• [EXTRACT PROVIDED]
-.-.-
However, this radioactive material also has a lifespan of more than 5000 years. If that radiation were to leak out of the device in gaseous form, it could be a problem. That's where the diamonds come in. In the diamond formation, the C-14 is a solid, so it can't be extracted and absorbed by a living being.
The United Kingdom Atomic Energy Authority (UKAEA) calculated that 100 pounds (approximately 45 kg) of carbon-14 could allow the fabrication of millions of long-duration diamond-based batteries. These batteries could also reduce the costs of nuclear waste storage.
University of Bristol researcher Professor Tom Scott told Nuclear Energy Insider that, “By removing the Carbon-14 from irradiated graphite directly from the reactor, this would make the remaining waste products less radioactive and therefore easier to manage and dispose of. Cost estimates for disposing of the graphite waste are 46,000 pounds ($60,000) per cubic meter for Intermediate Level Waste [ILW] and 3,000 pounds ($4,000) per cubic meter for Low-Level Waste [LLW]."
Don’t all these features make them one of the best options for the sustainable future that we need? We’ll have to wait and see if the manufacturers can find a way of dealing with production costs and low energy output, and get their diamond-based batteries onto the market cost-effectively and accessibly.
-.-.-
(Stored dataset items)

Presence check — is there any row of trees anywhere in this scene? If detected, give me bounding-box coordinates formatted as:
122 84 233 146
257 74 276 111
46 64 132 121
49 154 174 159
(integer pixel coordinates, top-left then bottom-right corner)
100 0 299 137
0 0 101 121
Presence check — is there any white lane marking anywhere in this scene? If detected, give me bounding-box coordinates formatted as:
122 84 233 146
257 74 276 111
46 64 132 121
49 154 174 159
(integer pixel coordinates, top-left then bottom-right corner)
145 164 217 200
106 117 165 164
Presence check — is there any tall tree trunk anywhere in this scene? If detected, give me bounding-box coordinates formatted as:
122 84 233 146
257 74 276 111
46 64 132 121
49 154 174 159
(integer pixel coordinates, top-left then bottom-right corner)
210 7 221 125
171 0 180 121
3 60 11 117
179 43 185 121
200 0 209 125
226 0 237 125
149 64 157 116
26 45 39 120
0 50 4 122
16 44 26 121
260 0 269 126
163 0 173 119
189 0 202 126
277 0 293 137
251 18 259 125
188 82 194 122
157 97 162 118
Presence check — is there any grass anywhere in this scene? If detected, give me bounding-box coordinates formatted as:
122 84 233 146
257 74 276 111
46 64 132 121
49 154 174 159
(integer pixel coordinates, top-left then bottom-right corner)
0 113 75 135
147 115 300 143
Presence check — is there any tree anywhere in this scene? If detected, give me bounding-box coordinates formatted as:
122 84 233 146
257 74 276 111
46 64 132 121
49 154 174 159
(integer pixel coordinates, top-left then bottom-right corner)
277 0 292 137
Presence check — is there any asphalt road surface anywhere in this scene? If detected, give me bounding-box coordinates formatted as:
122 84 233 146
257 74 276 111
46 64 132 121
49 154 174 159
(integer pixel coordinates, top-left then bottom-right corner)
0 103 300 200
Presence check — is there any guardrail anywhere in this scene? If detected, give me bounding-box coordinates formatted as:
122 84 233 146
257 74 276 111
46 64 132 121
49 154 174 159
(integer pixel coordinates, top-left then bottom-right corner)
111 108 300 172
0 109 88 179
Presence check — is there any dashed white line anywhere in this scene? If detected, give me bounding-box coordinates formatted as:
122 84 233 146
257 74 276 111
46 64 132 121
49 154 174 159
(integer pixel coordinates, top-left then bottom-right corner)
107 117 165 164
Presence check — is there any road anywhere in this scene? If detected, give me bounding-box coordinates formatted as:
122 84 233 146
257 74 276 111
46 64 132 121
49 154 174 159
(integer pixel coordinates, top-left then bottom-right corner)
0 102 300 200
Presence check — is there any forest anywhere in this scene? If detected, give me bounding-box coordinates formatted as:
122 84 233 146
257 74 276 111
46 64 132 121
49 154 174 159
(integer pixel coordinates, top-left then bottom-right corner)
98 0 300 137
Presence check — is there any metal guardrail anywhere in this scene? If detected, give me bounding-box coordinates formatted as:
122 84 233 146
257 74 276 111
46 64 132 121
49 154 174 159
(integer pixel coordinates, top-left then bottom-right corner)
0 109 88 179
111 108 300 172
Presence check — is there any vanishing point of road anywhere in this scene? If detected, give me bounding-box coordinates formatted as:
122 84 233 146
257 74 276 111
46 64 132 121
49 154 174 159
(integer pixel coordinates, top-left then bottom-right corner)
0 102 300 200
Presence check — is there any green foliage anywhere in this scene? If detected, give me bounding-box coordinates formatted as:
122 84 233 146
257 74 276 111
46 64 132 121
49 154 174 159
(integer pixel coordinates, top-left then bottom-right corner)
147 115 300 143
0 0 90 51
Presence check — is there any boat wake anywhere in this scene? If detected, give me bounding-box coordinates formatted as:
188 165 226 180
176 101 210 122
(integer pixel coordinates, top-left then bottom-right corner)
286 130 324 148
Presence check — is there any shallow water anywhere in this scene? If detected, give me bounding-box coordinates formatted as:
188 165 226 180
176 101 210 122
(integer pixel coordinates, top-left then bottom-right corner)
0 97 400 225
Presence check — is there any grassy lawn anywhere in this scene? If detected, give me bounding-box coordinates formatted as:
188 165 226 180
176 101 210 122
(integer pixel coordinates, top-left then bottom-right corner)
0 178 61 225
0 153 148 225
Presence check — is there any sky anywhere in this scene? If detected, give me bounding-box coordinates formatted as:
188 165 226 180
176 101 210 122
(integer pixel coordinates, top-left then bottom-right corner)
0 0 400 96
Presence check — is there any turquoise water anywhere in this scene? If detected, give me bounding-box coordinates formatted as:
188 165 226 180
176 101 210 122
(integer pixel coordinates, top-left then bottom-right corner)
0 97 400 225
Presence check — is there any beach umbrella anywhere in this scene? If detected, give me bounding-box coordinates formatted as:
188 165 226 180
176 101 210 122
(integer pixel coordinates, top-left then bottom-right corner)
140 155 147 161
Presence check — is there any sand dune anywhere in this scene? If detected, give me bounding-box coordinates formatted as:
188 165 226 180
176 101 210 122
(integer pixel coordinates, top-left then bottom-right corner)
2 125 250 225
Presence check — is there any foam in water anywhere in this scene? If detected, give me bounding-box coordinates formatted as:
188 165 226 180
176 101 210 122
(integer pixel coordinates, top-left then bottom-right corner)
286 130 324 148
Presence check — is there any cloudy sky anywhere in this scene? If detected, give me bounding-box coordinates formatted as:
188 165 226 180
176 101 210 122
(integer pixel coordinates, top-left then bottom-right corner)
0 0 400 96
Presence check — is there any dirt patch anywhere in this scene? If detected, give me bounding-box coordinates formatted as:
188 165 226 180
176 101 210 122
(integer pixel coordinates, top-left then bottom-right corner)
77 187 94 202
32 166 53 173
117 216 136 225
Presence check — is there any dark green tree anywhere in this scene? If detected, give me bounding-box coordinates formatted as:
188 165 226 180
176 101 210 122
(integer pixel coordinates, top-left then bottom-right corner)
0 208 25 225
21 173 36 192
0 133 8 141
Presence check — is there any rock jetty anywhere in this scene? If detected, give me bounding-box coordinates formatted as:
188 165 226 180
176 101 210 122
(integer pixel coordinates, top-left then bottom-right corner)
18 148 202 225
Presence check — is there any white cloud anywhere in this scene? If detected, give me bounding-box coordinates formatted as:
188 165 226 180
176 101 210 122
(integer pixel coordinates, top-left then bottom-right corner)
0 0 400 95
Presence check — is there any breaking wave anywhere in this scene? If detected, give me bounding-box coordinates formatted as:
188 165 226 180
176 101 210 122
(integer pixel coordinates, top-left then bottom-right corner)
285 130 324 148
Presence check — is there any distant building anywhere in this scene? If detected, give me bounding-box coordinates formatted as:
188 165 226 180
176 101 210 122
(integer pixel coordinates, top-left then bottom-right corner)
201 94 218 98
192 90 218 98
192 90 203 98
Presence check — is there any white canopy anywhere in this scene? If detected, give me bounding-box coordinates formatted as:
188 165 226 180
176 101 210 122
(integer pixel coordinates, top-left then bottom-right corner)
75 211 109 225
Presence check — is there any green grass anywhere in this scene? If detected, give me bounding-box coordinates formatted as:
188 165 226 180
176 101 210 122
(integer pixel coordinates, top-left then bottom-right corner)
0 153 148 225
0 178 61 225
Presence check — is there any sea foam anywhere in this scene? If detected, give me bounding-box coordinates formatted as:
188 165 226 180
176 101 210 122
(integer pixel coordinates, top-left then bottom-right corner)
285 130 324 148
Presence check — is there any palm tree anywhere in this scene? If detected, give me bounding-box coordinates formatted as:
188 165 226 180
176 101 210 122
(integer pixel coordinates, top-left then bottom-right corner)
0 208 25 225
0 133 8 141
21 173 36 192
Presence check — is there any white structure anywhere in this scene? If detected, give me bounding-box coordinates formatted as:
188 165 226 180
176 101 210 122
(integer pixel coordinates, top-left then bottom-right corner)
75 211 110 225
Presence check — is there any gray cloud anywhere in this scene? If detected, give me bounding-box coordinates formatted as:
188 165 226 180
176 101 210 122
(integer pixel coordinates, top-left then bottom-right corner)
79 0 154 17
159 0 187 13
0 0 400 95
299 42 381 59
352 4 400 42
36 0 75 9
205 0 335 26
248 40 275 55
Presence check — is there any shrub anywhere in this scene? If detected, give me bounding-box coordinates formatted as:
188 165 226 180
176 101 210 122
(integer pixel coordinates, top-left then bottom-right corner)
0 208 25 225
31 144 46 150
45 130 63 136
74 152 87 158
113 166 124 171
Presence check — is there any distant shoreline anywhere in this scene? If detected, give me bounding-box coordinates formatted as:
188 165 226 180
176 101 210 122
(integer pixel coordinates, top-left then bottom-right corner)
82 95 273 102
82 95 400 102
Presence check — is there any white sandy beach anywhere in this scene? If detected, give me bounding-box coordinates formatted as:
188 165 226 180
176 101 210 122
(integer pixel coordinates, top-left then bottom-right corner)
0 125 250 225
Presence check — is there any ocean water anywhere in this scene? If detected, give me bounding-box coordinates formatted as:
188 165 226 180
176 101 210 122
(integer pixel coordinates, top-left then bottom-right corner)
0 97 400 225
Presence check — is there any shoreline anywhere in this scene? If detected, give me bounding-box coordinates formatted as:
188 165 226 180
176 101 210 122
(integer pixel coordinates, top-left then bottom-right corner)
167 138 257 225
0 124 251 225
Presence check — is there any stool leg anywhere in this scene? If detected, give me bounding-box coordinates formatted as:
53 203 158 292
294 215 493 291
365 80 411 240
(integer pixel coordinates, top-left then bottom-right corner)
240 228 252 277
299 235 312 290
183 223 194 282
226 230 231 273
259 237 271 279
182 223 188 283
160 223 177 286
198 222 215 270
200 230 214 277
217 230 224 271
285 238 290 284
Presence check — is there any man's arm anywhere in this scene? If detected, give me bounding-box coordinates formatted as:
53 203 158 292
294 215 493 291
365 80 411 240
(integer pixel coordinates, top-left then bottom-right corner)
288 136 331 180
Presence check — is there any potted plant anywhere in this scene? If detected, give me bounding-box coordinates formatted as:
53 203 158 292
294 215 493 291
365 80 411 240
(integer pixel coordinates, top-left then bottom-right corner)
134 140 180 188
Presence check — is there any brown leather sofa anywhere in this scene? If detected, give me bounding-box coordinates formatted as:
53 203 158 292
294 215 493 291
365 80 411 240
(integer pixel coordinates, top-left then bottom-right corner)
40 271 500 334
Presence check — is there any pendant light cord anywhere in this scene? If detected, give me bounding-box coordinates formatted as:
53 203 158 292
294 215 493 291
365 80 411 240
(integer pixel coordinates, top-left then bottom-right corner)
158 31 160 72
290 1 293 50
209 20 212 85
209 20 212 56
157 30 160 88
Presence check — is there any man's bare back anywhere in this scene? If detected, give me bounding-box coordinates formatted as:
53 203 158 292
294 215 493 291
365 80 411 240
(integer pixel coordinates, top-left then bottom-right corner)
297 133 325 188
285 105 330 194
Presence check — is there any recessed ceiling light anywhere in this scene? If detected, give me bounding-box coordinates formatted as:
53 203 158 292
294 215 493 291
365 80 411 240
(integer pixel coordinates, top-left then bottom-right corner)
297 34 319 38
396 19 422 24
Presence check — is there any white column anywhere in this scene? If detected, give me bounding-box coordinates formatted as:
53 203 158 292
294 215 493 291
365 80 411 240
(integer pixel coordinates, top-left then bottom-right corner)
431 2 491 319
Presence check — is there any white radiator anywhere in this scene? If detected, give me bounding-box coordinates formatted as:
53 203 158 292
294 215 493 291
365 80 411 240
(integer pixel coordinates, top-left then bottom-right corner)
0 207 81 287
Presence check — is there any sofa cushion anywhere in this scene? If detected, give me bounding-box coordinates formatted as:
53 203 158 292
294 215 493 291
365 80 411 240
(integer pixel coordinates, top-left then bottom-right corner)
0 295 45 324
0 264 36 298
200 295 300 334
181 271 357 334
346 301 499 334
-.-.-
• [AIM OF THE TASK] From the excerpt on diamond batteries, extract the passage from "However, this radioactive" to "nuclear waste storage.".

• [ANSWER]
However, this radioactive material also has a lifespan of more than 5000 years. If that radiation were to leak out of the device in gaseous form, it could be a problem. That's where the diamonds come in. In the diamond formation, the C-14 is a solid, so it can't be extracted and absorbed by a living being.
The United Kingdom Atomic Energy Authority (UKAEA) calculated that 100 pounds (approximately 45 kg) of carbon-14 could allow the fabrication of millions of long-duration diamond-based batteries. These batteries could also reduce the costs of nuclear waste storage.